— Records shown —

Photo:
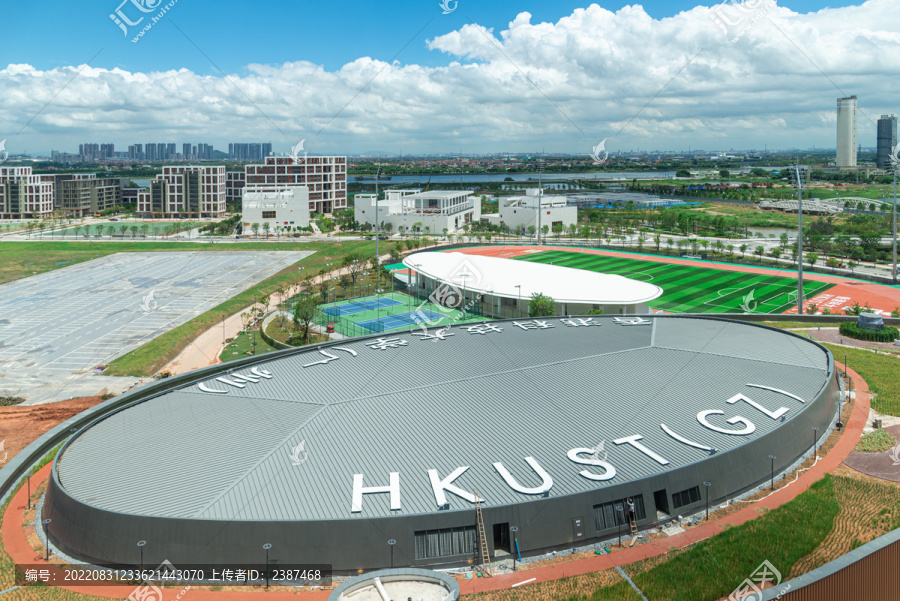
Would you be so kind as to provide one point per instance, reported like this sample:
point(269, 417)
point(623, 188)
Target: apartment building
point(24, 195)
point(83, 194)
point(413, 210)
point(185, 190)
point(234, 186)
point(326, 178)
point(284, 209)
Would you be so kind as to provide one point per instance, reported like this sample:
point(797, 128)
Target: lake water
point(522, 177)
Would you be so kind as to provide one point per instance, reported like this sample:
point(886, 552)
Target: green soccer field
point(688, 289)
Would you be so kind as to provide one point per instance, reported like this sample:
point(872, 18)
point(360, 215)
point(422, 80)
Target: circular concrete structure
point(327, 453)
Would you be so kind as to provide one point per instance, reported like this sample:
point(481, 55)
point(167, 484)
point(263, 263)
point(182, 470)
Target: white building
point(326, 178)
point(502, 288)
point(285, 208)
point(521, 212)
point(24, 195)
point(415, 211)
point(188, 190)
point(846, 130)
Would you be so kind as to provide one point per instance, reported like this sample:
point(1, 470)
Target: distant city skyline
point(509, 77)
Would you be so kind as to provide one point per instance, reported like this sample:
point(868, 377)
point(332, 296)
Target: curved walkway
point(16, 544)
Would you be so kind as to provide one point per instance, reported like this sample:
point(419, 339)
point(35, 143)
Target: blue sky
point(233, 34)
point(488, 77)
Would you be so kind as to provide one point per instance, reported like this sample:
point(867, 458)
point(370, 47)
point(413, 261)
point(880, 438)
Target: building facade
point(326, 178)
point(521, 213)
point(84, 194)
point(234, 186)
point(24, 195)
point(846, 132)
point(283, 210)
point(414, 211)
point(188, 190)
point(887, 140)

— Directive —
Retype the listing above word for word, leaving out the picture.

— Solution for this task —
Photo:
Would you be so kind as to provide one point per instance, reported like this sample:
point(269, 417)
point(623, 188)
Target: apartment building
point(24, 195)
point(83, 194)
point(413, 210)
point(185, 190)
point(234, 186)
point(326, 178)
point(284, 209)
Would you be so kind as to provide one point per instance, reported like this sample:
point(797, 128)
Target: lake water
point(522, 177)
Would you be so kind as to provide one point per instance, reported like this sample:
point(886, 552)
Target: green soccer field
point(688, 289)
Would you be so kind as to provide one point per instance, reported like this sample:
point(872, 18)
point(360, 215)
point(422, 80)
Target: circular concrete structure
point(327, 453)
Would you be so kind as to provide one point per instance, reported like this sample:
point(481, 55)
point(167, 484)
point(263, 263)
point(182, 470)
Target: white building
point(326, 178)
point(502, 288)
point(285, 208)
point(521, 212)
point(24, 195)
point(415, 211)
point(188, 190)
point(846, 130)
Would you be so kind as to provide one point per instance, reported like this sample:
point(1, 470)
Target: distant city skyline
point(509, 77)
Would you be so kind as to provide one point per instance, reported like this sample:
point(868, 377)
point(332, 296)
Target: curved walkway
point(16, 544)
Would you be so kind as to provide one point per instance, reported like this sample:
point(419, 339)
point(35, 143)
Target: blue sky
point(233, 34)
point(488, 77)
Would you be so kind as to provide one point per instance, reported like this sample:
point(867, 458)
point(370, 47)
point(413, 261)
point(880, 438)
Target: building facade
point(326, 178)
point(521, 213)
point(84, 194)
point(234, 186)
point(24, 195)
point(846, 132)
point(283, 210)
point(414, 211)
point(188, 190)
point(887, 140)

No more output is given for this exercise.